> [RECORDED INFORMATION]
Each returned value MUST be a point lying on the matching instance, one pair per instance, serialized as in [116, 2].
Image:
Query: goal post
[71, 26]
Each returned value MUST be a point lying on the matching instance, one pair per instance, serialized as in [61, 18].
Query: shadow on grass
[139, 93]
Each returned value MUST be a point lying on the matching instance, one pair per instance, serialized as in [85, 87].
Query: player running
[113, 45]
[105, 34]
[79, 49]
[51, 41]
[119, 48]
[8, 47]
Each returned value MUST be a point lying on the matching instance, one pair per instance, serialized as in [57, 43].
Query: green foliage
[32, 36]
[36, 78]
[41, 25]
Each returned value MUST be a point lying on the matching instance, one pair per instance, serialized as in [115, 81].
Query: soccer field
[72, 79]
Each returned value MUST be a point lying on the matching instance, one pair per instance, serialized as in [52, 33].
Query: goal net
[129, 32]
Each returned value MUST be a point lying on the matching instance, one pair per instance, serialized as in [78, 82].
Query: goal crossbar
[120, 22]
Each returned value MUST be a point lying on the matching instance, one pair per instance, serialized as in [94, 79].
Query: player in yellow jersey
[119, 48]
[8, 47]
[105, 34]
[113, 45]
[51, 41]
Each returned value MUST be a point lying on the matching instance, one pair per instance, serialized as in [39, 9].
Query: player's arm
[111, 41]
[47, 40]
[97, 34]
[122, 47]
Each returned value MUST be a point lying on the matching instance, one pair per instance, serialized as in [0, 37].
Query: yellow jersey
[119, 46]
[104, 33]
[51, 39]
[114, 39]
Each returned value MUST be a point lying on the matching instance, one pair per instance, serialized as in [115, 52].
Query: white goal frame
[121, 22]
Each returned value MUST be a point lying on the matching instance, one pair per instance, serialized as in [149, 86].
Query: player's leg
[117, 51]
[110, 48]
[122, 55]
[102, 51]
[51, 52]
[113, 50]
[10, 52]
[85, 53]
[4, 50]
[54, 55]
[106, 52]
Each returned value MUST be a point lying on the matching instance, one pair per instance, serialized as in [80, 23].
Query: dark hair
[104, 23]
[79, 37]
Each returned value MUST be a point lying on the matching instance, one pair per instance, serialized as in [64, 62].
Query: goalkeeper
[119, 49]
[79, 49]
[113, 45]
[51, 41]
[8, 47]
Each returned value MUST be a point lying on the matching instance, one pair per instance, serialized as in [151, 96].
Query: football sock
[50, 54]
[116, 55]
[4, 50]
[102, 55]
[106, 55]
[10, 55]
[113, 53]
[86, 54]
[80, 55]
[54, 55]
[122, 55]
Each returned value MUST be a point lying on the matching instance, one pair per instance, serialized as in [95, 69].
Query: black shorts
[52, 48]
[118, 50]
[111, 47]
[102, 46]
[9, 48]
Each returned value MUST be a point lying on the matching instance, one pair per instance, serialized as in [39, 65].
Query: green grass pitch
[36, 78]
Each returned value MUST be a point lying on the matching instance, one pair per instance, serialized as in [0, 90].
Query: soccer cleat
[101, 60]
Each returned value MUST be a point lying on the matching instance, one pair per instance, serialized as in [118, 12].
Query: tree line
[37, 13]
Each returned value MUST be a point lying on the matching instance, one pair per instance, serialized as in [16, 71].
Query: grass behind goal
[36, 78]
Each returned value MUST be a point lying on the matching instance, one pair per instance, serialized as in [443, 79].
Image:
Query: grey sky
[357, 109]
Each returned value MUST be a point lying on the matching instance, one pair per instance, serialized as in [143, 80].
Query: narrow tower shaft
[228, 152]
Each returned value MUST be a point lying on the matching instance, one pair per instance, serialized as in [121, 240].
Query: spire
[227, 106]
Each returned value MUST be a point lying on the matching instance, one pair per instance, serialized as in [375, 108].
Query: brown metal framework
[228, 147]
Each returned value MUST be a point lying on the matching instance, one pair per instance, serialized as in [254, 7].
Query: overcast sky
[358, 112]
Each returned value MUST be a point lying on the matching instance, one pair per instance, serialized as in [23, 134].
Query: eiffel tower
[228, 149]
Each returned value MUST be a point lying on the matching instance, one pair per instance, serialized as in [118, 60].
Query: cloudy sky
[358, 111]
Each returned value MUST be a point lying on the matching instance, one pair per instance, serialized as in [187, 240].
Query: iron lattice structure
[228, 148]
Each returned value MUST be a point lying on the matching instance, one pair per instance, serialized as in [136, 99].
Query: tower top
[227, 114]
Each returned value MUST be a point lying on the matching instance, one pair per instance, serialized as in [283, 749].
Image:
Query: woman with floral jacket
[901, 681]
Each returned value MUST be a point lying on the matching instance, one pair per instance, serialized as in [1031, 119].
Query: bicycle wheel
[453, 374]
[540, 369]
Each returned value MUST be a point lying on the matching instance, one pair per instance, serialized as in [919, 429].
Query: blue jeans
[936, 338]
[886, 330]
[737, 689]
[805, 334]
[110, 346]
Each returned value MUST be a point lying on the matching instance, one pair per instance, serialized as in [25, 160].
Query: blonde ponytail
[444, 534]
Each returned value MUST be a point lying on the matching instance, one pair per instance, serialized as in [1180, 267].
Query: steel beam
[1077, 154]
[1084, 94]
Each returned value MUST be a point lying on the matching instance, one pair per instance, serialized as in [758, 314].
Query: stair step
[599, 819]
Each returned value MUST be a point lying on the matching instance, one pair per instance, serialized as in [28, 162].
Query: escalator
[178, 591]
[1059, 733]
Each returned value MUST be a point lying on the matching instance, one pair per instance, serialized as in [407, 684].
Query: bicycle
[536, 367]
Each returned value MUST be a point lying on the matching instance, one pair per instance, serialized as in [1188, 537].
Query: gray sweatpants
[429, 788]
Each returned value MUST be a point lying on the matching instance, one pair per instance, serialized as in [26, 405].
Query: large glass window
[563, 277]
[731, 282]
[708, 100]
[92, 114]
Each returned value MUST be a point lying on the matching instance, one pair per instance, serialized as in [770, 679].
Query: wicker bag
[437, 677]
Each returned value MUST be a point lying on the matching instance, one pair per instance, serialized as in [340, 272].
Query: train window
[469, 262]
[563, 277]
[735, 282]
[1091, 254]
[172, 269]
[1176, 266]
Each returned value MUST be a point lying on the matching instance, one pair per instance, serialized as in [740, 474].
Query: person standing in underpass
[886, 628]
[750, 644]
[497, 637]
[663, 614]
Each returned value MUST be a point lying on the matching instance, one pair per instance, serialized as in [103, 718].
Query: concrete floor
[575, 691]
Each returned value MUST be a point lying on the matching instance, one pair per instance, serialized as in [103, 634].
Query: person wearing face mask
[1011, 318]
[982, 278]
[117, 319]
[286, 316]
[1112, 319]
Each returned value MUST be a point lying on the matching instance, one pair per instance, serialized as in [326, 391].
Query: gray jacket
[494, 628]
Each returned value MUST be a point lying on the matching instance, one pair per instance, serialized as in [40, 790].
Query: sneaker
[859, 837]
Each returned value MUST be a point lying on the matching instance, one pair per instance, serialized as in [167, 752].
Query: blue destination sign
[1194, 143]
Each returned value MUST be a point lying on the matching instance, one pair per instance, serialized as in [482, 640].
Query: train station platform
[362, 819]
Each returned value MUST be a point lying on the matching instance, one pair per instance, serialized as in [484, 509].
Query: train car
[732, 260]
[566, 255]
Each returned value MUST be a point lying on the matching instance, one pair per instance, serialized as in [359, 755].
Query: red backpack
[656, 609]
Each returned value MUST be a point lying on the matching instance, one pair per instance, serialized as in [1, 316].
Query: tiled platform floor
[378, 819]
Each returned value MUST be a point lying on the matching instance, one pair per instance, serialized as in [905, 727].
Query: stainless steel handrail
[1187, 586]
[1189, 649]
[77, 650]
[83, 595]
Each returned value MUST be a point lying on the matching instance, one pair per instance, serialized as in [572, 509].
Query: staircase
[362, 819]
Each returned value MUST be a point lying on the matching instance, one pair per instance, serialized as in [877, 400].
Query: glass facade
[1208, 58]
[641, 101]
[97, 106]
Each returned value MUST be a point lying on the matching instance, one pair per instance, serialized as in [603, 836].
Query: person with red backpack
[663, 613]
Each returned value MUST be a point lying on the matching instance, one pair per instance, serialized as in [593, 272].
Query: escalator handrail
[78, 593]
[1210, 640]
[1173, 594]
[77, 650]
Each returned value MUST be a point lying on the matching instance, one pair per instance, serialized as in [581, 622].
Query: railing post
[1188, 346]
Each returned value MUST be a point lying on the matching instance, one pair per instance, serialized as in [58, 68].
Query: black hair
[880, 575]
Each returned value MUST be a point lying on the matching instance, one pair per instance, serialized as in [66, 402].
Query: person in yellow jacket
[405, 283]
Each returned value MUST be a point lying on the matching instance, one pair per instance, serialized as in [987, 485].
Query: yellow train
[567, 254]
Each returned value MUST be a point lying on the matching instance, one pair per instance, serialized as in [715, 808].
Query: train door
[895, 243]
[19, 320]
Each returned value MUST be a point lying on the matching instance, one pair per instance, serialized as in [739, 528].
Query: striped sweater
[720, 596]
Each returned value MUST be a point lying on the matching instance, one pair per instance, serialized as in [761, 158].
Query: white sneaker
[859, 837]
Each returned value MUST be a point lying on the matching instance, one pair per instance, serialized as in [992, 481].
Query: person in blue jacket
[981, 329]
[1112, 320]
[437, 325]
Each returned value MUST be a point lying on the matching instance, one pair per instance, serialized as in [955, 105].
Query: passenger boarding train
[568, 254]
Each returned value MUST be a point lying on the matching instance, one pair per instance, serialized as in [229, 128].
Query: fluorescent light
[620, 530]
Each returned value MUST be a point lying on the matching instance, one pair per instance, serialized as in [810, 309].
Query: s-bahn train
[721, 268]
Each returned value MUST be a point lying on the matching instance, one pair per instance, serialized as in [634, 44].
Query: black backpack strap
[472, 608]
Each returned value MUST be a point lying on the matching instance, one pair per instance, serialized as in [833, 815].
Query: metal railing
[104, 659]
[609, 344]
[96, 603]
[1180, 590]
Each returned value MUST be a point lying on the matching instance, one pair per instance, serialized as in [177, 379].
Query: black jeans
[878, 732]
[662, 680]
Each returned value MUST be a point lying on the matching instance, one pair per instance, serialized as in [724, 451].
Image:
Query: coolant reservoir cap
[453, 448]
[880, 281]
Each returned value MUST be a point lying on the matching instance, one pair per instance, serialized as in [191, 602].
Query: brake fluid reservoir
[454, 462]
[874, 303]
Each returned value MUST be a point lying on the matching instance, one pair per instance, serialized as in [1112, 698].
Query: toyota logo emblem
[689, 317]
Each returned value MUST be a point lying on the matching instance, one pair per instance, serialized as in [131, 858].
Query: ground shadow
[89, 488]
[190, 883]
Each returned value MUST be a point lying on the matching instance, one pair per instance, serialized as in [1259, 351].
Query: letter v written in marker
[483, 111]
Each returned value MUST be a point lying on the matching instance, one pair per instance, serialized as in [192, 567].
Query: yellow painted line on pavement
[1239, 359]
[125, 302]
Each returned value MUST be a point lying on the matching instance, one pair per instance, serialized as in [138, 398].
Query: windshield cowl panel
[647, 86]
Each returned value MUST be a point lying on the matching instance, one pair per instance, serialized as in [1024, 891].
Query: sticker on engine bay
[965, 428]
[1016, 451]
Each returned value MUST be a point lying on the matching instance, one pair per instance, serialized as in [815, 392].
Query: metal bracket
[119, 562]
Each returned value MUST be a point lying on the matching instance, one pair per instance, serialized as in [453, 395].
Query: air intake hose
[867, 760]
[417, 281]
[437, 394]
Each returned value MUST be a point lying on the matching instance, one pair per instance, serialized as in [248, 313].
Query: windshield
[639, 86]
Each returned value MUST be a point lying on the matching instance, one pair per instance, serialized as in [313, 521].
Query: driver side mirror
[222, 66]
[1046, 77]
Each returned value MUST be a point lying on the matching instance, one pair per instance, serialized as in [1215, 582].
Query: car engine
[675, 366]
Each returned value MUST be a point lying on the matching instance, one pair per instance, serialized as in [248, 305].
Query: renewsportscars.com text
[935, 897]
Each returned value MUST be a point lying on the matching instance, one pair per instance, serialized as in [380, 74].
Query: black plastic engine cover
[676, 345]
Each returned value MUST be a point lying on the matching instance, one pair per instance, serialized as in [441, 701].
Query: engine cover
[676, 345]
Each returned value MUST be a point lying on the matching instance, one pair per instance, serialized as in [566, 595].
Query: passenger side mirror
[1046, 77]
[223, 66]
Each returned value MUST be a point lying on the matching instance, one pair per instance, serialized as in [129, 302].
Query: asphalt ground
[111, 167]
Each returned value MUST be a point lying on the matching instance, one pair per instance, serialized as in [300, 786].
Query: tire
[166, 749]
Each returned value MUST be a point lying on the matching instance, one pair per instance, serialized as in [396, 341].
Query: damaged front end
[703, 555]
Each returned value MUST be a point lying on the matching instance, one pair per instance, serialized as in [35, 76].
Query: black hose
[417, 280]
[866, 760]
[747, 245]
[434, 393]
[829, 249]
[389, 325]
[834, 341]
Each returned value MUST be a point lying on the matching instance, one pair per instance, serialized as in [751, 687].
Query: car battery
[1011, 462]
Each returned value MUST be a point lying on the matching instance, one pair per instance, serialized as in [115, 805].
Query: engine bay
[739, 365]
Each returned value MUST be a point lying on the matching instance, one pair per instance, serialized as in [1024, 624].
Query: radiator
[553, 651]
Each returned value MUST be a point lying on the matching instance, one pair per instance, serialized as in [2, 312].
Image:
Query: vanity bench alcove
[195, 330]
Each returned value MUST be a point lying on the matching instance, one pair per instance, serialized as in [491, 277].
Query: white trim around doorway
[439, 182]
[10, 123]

> [TASK TO CARRY OUT] Only the lines from the one that contains "in [115, 805]." to the end of the data should be output, exactly as they appear.

> [EXPECTED ANSWER]
Each returned value MUST be a point lying on the matching instance, one pair per instance, serialized as in [115, 805].
Query: engine bay
[739, 365]
Each returned value MUST be a point lying on the matching instance, one pair per instance, serialized as in [1024, 624].
Query: radiator
[553, 651]
Each returned value MUST be a point lying on the matching instance, one pair per instance, serialized as in [2, 312].
Image:
Query: vanity bench alcove
[195, 330]
Each returned value MUST be a point lying on the matching instance, one pair per instance, serialized as in [491, 277].
Query: white trim around doorway
[439, 182]
[10, 123]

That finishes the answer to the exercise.